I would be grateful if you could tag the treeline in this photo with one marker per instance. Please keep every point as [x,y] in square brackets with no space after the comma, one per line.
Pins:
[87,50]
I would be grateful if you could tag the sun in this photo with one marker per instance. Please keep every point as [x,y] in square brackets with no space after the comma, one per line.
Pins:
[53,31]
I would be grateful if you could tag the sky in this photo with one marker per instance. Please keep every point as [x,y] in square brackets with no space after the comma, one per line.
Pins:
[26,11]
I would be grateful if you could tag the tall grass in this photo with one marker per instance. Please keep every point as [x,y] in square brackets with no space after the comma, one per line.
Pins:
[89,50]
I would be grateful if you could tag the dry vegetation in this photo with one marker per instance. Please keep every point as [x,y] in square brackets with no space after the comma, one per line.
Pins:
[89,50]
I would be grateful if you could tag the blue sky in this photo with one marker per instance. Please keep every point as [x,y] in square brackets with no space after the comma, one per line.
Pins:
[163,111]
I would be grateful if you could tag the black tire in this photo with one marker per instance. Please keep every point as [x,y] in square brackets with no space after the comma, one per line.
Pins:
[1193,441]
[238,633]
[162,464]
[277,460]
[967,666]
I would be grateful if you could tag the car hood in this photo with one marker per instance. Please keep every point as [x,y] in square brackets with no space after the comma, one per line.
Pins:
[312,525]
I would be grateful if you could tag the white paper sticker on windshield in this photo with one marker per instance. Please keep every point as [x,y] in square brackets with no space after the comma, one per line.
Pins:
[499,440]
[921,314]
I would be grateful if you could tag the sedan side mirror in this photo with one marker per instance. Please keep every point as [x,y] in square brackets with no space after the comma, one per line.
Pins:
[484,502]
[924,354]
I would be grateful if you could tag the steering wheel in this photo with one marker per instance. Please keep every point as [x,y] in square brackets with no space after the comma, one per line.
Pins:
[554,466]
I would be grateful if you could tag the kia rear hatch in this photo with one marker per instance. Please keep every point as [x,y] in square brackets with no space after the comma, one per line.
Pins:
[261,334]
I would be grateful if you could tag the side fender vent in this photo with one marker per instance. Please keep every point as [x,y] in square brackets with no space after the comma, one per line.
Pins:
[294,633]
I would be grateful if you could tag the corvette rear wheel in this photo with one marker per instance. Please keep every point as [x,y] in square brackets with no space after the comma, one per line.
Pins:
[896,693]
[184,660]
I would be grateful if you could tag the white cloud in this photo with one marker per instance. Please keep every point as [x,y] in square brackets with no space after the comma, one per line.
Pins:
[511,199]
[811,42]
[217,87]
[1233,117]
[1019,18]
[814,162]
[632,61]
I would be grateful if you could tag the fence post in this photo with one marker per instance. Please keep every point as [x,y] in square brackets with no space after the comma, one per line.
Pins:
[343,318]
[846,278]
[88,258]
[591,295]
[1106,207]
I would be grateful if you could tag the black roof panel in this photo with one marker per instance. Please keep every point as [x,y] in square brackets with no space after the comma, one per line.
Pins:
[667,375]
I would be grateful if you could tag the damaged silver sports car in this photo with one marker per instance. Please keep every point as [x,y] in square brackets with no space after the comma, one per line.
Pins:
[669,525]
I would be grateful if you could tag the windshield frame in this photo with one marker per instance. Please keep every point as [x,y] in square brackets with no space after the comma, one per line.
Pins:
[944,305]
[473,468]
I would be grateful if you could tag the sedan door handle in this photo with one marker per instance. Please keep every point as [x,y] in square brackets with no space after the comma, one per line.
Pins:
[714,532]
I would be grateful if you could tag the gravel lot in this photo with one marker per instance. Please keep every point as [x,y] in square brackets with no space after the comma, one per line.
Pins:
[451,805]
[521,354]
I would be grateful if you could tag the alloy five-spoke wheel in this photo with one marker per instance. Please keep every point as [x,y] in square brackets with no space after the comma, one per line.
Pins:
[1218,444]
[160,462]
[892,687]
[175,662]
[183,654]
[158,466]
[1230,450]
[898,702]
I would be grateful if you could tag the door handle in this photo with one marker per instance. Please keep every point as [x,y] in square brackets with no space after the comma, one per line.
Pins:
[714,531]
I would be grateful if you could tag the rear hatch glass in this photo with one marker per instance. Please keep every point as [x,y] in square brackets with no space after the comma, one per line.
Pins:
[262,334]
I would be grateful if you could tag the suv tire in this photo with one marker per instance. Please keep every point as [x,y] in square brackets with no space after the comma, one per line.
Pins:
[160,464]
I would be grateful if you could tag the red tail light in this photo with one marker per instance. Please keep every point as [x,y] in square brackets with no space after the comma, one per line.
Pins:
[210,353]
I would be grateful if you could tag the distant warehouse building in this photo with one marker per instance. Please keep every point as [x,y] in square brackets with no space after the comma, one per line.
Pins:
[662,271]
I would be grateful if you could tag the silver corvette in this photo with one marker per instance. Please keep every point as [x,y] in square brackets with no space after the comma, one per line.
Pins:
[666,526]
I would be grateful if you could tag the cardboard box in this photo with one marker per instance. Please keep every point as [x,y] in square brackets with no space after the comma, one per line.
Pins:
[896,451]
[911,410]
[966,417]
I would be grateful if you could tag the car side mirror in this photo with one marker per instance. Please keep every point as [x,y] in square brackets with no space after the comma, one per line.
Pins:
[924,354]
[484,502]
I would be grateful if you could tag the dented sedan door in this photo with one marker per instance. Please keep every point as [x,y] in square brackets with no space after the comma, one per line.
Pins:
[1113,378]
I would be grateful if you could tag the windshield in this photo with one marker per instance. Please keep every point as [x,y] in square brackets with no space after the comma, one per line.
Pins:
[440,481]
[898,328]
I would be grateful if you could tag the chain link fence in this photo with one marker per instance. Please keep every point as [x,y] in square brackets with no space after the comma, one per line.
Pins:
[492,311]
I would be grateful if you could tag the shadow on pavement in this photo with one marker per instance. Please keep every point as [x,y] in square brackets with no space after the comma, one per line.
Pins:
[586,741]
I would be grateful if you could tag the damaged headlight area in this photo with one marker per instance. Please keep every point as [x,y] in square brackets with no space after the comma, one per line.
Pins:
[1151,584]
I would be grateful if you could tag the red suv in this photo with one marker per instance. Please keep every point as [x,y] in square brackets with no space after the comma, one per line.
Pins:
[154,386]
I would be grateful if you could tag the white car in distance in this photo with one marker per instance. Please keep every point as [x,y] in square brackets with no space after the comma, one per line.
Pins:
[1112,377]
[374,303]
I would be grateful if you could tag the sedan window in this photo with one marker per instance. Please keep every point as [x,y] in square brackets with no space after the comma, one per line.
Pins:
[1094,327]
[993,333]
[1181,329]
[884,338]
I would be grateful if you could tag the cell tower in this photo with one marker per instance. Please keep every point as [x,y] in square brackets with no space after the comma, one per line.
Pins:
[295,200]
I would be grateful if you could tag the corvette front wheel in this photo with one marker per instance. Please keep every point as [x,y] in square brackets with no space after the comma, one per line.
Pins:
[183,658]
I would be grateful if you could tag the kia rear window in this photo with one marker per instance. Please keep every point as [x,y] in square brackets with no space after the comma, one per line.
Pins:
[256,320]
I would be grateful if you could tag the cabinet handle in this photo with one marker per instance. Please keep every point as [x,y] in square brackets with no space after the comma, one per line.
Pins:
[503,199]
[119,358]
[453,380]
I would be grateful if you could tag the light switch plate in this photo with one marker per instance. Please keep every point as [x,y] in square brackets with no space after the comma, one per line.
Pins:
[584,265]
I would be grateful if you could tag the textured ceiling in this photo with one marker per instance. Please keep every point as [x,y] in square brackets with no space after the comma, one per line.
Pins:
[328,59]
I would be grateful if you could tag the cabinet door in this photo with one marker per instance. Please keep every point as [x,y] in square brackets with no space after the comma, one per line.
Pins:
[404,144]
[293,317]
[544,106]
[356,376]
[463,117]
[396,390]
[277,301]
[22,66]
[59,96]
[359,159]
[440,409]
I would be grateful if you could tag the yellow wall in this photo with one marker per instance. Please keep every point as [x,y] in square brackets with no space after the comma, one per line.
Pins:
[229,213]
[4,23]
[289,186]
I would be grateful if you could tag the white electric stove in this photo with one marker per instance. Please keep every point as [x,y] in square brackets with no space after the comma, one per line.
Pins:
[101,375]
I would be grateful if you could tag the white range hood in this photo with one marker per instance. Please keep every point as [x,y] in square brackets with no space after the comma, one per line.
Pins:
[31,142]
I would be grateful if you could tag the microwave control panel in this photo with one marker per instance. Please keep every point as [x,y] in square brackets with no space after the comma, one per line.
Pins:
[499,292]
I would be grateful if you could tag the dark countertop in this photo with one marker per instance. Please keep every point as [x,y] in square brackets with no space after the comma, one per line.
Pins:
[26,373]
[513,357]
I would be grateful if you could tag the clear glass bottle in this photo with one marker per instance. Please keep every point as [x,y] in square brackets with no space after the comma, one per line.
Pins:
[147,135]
•••
WHAT YOU NEED TO DO: Return, word for word, the lines of the listing from the line with "I would be grateful if you could tag the clear" up to and including the last line of the listing.

THE COMPLETED TASK:
I would be grateful if you could tag the clear glass bottle in this photo with one marker per instance. Please keep every point as [x,y] in square brackets with no space after the comma, one per line.
Pins:
[147,135]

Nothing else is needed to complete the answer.